» **ЧТО НУЖНО СДЕЛАТЬ**:
a - Соответствуют ли отрывку о тюремном этапе следующие утверждения? На каждое ответьте «да» или «нет» и дословно приведите слова отрывка, которые это решают.
(i) Во Владимире у рассказчика забрали все сухари.
(ii) Рассказчик ничего не дал заключённым в камере особого режима.
(iii) Пожилой бытовик провёл в заключении 38 лет из прожитых 62.
b - Продолжите отрывок о тюремном этапе после его последнего предложения.

Меня месяц продержали там на «воспитании». Ещё мне передачу передали. Там сахар, масло. Так я забрал с собой ребятам везти во Владимир. Сухарей насушил хороший мешок. Я хлеб не ел, потому что тот сексот меня хорошо кормил. Было что есть, он делился. Я собрал это всё, не зная, что хлеб нельзя в тюремную камеру заносить, не дают. А из каких соображений, я не знаю, потому что сахар, масло мне дали во Владимире занести в камеру, раз я смог довезти, а сухари забрали все, ни грамма не дали во Владимире.
И что ещё интересно. На этапе из Ивано-Франковска во Львов меня бросили в камеру к тем, кто на особом режиме. Там мне Бог подсказал: что имеешь — поделись, и я им понемногу дал сахара, масла. А сам себе ту сумку с сухарями бросил на нары или под нары, потому что на втором этаже спал — и спокойно заснул, даже внимания не обратил. А они, те бытовики, давай в карты играть. Хотели у меня забрать все те продукты. Но мне так повезло, что там был один бытовик, который 62 года прожил, а 38 из них отсидел. 23 года всего был на свободе. Последний раз попался за то, что в Киеве бельё потрогал, мокрое или сухое, и его на этом поймали и — пять лет — на особый режим. Ну, раз попался — 5 лет особого режима. А он считался уже как вор в законе. Впервые он попался не за то, что крал, а за то что, когда служил, убил одного офицера — либо он его должен был убить, либо тот его. И он тем говорит: «Он поступил с вами по-хорошему. Он зашёл в камеру — дал, что считал нужным. Сам он едет на „крытую“. Там у него есть ребята, и он везёт им». И он спас, что те бытовики не забрали у меня продукты.

» **ИСХОДНЫЕ ДАННЫЕ**:
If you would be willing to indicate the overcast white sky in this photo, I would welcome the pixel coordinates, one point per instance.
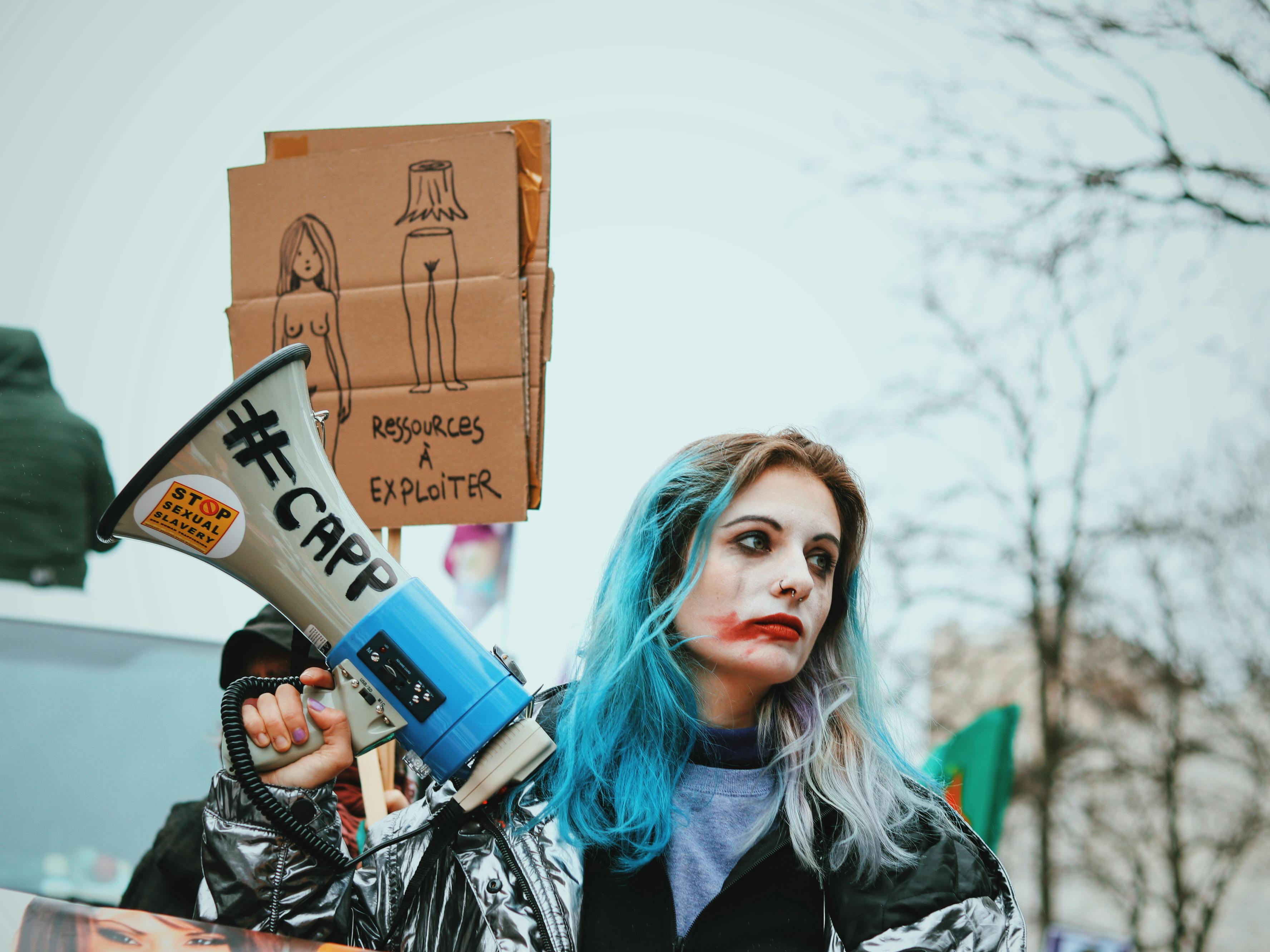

» **ОТВЕТЫ К ЗАДАНИЯМ**:
a -
(i) Да: «а сухари забрали все, ни грамма не дали во Владимире».
(ii) Нет: «я им понемногу дал сахара, масла».
(iii) Да: «который 62 года прожил, а 38 из них отсидел».

b -
Что странно — у нас на Украине не считались с политическими — бросали к бытовикам. Как только я попал в Россию — всё, там уже камера отдельная, хотя даже мест не было. Был такой случай в Пензе, на пересылке, что настолько была заполнена тюрьма, что мест не было, и меня из камеры забрали в карцер. Я в карцере ту пересылку десять дней отбывал. Мне дали постель, кормили, как надо, только и того, что я не в камере был, а в карцере. За это я гулял в дворике в Пензе, сколько хотел. Это была зима, холодно. Но и час, и больше, меня не тревожили. Когда я уже нагуляюсь, то говорю: «Забирайте меня назад». И вот — одна пересылка пензенская, где давали мясо. Впервые за шесть лет — то 46 граммов мяса положено, такой кубик был. Это одна пересылка, где придерживались нормы. В Горьком так же у меня отдельная камера была.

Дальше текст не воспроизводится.